== Task to carry out ==
Find "In the photo above, each instance of the nose" in the records that follow; print that line and each subsequent line through the last one, verbatim and with nothing added.

──────

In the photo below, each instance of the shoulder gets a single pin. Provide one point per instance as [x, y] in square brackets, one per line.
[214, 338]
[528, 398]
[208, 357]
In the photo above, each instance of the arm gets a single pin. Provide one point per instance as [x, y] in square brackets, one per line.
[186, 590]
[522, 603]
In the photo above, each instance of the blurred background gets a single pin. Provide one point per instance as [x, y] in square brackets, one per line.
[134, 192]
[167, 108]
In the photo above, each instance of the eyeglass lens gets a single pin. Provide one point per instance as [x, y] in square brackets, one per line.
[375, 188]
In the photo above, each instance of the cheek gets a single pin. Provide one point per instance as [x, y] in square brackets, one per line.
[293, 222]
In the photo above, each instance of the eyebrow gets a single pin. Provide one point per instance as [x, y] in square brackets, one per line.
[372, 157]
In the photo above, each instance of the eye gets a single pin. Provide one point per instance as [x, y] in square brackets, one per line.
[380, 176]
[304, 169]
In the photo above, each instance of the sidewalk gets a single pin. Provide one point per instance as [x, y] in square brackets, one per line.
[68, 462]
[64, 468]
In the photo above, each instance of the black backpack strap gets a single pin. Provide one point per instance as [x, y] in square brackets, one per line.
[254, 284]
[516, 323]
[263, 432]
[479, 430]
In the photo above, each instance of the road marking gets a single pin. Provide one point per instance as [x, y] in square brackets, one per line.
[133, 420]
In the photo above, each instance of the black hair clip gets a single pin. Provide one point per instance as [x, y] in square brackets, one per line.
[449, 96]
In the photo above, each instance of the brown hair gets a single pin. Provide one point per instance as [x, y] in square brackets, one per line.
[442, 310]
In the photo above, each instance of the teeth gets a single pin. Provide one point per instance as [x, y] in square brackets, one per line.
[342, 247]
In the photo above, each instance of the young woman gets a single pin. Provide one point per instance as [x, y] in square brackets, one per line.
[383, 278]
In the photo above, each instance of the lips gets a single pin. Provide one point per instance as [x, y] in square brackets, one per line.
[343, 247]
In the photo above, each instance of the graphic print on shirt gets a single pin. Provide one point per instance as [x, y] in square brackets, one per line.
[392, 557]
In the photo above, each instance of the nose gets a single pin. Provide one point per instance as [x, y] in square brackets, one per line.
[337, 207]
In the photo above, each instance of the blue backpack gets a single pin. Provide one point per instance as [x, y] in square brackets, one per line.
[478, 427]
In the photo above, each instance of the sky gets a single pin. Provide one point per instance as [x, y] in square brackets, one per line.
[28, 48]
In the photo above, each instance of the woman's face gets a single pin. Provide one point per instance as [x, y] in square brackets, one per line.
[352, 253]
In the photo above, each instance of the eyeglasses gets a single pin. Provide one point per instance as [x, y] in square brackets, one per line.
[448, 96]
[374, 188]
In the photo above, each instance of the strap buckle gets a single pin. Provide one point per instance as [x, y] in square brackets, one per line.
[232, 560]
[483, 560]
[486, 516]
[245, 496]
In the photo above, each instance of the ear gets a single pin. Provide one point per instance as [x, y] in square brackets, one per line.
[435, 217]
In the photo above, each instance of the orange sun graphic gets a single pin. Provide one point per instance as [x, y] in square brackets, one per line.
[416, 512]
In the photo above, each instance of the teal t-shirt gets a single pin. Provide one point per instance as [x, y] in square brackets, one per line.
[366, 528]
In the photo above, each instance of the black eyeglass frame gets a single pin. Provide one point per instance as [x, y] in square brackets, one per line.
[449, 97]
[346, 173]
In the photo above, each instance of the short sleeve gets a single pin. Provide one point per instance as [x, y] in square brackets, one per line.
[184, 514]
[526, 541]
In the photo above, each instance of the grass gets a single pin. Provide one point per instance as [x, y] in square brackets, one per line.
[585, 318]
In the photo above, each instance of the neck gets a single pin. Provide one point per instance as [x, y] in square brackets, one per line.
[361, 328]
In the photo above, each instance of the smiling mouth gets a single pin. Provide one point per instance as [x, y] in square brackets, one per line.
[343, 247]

──────

== Answer to the problem ==
In the photo above, each instance of the nose gets a single pin. Provide one point per instance as [x, y] in square brackets, one per line.
[337, 207]
In the photo above, each instance of the blue backpack gets a single pin. Provide one point per instance as [x, y] in square brackets, one per line.
[478, 427]
In the photo above, each instance of the sky gets a single pin. Provide one point per instance as [x, y] in square brackets, one per line.
[28, 48]
In the photo above, each instance of the woman's face gets a single pin. Provide one point per instance as [x, y] in square brackets, one per line.
[352, 253]
In the photo above, each instance of the eyeglasses gets a single pin. Provide one point per instance as [x, y] in square brackets, one per line.
[448, 96]
[374, 188]
In the photo above, each instance of the strap buckle gets a single pin. Provide one point per instance as [x, y] in square brackets, one per line.
[232, 560]
[483, 560]
[486, 516]
[245, 496]
In the photo above, each instance of the ear gets a single pin. Provide one point per instance as [x, y] in square brackets, one per line.
[435, 217]
In the photo above, each instance of the orange sun graphic gets a single pin. Provide one point per instance as [x, y] in square brackets, one per line.
[416, 512]
In the photo above, each instance of the teal t-shirt gets a single pin. Provide one point per instance as [x, y] in square brackets, one per line.
[366, 528]
In the photo above, each instance of the black eyeglass frame gets a single pin. Provide one point per instance as [x, y] in square brackets, one per line.
[449, 97]
[346, 173]
In the photo above, each instance of the short sleeve gets a single pin. Provide one point per instance as [x, y] in square brackets, one per line.
[184, 514]
[526, 541]
In the photo above, each instance of the grass gets a single pin. Provide one point per instance as [x, y] in square brackets, one per line.
[585, 318]
In the photo above, each instance of the neck gets a single pin. Provide one point per instance as [x, y] in square brackets, one per line.
[361, 328]
In the photo above, each instance of the smiling mouth gets a single pin. Provide one point per instance as [x, y] in square brackets, one per line.
[343, 247]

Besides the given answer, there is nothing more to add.